BRANO:
##############################

Alle origini della spiritualità moderna si è verificato uno dei piú paradossali fatti che la storia del cristianesimo ricordi.
La vecchia unità medioevale, creata dallo spirito del Vangelo sopra la duplice categoria sociale della Chiesa e dell'Impero, si era venuta lentamente sfaldando. Quel magistero ecclesiastico, cui per secoli avevano soggiaciuto indiscriminatamente le genti europee, si era irrigidito nella sua disciplina universale, proprio nel momento in cui la Chiesa aveva perduto quel fascino ecumenico che traeva forza e giustificazione da una comune fede in un insieme di valori trascendenti, la cui realtà imponeva, automaticamente, alla vita collettiva, centri di inibizione imperiosi e limitazioni morali indiscusse e irrefragabili.
Il senso di disagio, di inquietudine e di insurrezione che si era venuto condensando per entro alla grande famiglia dei credenti, sotto l'azione del progressivo mondanizzarsi della gerarchia e del crescente proposito di autonomia dei poteri politici, come era sboccato in Germania nella riforma di Lutero, cosí doveva sboccare nei paesi di lingua francese in quella di Calvino, e nei paesi di lingua inglese in una contaminazione di cattolicismo e di calvinismo.
Ma quale abissale differenza fra i vari corifei della sollevazione antiromana del secolo decimosesto!

##############################

DATI DISPONIBILI:

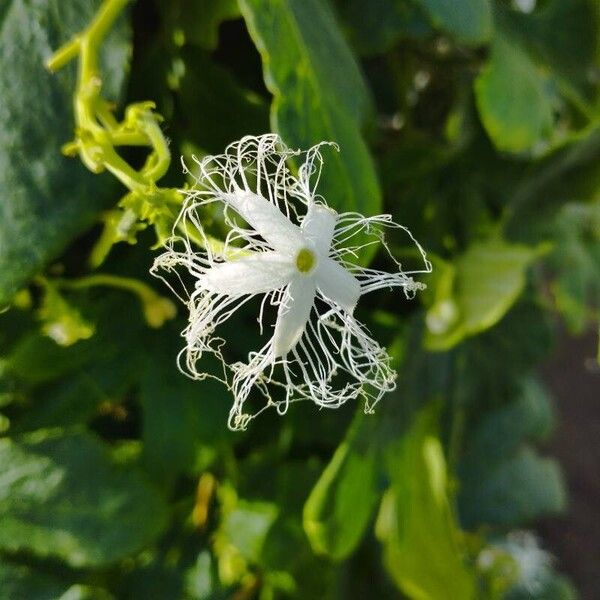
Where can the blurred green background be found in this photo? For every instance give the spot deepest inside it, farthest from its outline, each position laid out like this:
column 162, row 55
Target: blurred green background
column 475, row 123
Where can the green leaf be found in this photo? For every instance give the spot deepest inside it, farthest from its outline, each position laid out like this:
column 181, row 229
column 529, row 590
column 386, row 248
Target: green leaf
column 247, row 525
column 198, row 21
column 46, row 199
column 22, row 583
column 318, row 94
column 575, row 261
column 469, row 21
column 211, row 109
column 514, row 99
column 501, row 431
column 563, row 36
column 179, row 414
column 422, row 549
column 375, row 27
column 512, row 492
column 487, row 280
column 342, row 502
column 62, row 496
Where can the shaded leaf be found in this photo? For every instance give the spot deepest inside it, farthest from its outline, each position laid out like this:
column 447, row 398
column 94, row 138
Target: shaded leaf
column 22, row 583
column 211, row 109
column 45, row 198
column 513, row 491
column 513, row 97
column 199, row 20
column 488, row 278
column 374, row 27
column 61, row 496
column 319, row 94
column 469, row 21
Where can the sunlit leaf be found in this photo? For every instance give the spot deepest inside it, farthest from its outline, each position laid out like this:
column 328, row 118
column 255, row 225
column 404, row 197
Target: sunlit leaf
column 342, row 502
column 421, row 539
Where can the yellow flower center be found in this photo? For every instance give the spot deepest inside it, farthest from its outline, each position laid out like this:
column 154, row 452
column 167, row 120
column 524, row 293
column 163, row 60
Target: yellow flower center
column 306, row 260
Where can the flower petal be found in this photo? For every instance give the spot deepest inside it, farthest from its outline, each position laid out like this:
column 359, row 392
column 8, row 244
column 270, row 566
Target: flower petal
column 257, row 273
column 337, row 284
column 318, row 226
column 293, row 315
column 267, row 220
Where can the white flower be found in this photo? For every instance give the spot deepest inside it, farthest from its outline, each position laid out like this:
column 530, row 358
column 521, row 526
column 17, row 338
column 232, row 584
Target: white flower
column 286, row 246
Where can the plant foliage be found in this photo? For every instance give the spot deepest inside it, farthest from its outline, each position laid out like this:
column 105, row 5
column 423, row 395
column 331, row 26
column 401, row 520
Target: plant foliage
column 476, row 123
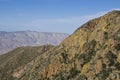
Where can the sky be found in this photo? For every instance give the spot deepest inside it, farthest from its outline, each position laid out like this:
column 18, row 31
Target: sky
column 63, row 16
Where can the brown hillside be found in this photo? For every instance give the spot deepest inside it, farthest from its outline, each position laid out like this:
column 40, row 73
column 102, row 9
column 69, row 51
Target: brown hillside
column 92, row 52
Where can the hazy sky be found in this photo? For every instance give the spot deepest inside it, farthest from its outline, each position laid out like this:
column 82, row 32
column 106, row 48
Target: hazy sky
column 51, row 15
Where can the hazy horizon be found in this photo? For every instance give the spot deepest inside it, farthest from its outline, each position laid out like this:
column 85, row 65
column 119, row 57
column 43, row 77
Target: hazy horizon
column 62, row 16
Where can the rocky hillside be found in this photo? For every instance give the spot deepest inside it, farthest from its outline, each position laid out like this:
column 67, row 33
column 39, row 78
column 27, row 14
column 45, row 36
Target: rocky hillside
column 12, row 40
column 92, row 52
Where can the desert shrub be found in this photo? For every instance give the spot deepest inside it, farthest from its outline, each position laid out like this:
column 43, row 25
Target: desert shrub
column 82, row 77
column 73, row 73
column 117, row 47
column 104, row 74
column 105, row 35
column 111, row 58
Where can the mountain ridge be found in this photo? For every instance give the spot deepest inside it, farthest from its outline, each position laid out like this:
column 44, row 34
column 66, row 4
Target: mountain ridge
column 12, row 40
column 92, row 52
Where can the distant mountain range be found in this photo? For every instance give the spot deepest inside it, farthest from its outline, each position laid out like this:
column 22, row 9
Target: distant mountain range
column 92, row 52
column 11, row 40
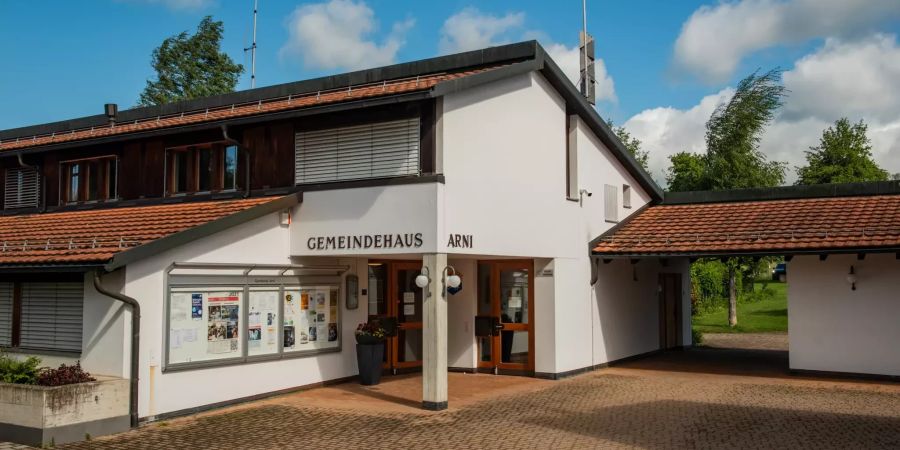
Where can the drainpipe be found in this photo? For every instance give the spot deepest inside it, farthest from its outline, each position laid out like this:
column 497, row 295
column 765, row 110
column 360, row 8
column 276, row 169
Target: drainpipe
column 43, row 198
column 135, row 343
column 247, row 153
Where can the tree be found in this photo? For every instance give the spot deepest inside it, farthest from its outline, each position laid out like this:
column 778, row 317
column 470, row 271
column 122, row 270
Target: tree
column 844, row 155
column 733, row 159
column 191, row 66
column 631, row 143
column 686, row 172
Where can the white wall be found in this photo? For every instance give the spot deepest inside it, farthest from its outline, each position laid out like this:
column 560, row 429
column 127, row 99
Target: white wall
column 379, row 210
column 260, row 241
column 833, row 328
column 626, row 314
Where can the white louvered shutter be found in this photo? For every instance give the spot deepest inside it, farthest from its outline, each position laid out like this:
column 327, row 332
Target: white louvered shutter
column 6, row 290
column 377, row 150
column 610, row 203
column 52, row 316
column 22, row 188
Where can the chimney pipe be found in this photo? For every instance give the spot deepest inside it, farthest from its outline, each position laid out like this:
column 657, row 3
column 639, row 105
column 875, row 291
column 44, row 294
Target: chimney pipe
column 111, row 110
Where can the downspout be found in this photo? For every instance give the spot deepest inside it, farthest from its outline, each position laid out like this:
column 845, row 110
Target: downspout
column 43, row 200
column 135, row 343
column 247, row 153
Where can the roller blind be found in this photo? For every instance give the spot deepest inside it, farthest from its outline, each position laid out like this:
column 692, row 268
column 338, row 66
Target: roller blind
column 377, row 150
column 22, row 188
column 6, row 290
column 52, row 316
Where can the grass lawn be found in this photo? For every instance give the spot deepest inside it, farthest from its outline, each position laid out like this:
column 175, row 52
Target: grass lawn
column 769, row 315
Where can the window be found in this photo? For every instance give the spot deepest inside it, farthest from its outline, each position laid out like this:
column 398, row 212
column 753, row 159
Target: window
column 22, row 188
column 201, row 168
column 611, row 203
column 376, row 150
column 88, row 180
column 41, row 315
column 572, row 157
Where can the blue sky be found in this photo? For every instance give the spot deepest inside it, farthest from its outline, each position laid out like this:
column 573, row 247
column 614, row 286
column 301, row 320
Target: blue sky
column 667, row 63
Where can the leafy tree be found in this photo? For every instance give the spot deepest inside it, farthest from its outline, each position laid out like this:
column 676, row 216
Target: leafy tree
column 631, row 143
column 191, row 66
column 686, row 172
column 844, row 155
column 733, row 159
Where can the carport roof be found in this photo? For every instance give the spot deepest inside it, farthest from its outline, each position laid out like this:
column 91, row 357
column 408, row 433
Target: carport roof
column 851, row 218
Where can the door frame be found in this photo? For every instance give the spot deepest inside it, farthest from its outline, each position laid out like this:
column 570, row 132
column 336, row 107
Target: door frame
column 394, row 311
column 496, row 362
column 677, row 307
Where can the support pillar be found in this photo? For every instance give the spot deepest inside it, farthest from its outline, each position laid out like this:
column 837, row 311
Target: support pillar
column 434, row 335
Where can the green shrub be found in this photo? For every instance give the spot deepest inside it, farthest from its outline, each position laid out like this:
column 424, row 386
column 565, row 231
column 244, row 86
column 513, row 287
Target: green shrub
column 696, row 336
column 17, row 371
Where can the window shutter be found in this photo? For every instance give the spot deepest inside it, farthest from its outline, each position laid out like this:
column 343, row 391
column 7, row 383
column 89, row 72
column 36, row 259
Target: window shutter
column 377, row 150
column 22, row 188
column 52, row 316
column 610, row 203
column 6, row 290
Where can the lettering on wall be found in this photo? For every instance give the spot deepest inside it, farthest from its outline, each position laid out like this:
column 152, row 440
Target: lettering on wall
column 364, row 241
column 460, row 241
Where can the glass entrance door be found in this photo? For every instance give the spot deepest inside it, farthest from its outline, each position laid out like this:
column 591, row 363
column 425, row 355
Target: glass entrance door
column 506, row 292
column 393, row 294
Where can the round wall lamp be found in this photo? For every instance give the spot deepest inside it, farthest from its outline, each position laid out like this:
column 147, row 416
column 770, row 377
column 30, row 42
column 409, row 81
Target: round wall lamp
column 851, row 278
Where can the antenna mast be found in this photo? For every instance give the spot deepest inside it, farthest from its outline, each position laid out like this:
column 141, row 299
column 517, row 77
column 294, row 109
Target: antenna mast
column 587, row 58
column 252, row 48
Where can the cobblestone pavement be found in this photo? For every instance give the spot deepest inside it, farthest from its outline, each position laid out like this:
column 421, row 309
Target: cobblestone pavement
column 750, row 341
column 630, row 406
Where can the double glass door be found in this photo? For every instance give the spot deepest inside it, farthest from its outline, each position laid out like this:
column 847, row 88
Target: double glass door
column 393, row 294
column 505, row 293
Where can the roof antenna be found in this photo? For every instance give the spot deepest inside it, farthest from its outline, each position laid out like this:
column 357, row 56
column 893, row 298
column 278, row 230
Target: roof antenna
column 252, row 48
column 586, row 48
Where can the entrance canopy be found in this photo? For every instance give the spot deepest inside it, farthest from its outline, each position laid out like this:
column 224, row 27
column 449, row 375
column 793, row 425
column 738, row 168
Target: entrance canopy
column 842, row 218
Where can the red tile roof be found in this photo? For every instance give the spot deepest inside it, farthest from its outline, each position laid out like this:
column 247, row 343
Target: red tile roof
column 299, row 101
column 95, row 236
column 774, row 226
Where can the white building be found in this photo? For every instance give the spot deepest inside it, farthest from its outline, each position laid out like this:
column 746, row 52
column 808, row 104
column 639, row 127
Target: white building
column 487, row 164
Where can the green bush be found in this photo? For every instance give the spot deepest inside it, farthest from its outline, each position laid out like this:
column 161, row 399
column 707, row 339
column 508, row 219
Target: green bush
column 17, row 371
column 696, row 336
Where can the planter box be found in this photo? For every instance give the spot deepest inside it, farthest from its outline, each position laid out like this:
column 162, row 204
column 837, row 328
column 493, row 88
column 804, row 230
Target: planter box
column 37, row 415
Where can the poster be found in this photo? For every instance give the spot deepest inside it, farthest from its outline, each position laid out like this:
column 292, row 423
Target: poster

##############################

PROVA TU:
Riprendi il brano sulle origini della spiritualità moderna e proseguilo a partire dalla sua ultima frase.

RISPOSTA:
Se un fondamento comune è dato ai movimenti riformatori dal presupposto della giustificazione per fede, che non è altro in fondo che la posizione suggerita dal bisogno di infrangere l'amministrazione dei carismi, tenuta da Roma nelle sue mani, su questo fondamento comune vengono ad innalzarsi costruzioni religiose, ciascuna delle quali tradisce i caratteri peculiari del rispettivo architetto.
Lutero è il teutone iracondo, violento, accigliato, ignaro di qualsiasi freno e di qualsiasi autodominio nella esplosione della sua cupa e torbida insofferenza di disciplina e di moderazione.
Calvino è lo spirito misurato e riflessivo, che non indietreggia neppur lui, nelle ore capitali, dalle decisioni brusche e dalle funzioni intransigenti. Ma un afflato di umanistica duttilità accompagna tutte le formulazioni religiose del teologo ginevrino.
Le due riforme, quella di lingua tedesca e quella di lingua francese, tradiscono, inconfondibili, i connotati dei rispettivi paesi.
Analoga è la piattaforma su cui si muovono i due riformatori. È innegabile che la riforma del secolo decimosesto manifesta il doppio carattere di rivoluzione sociale e di rivoluzione religiosa.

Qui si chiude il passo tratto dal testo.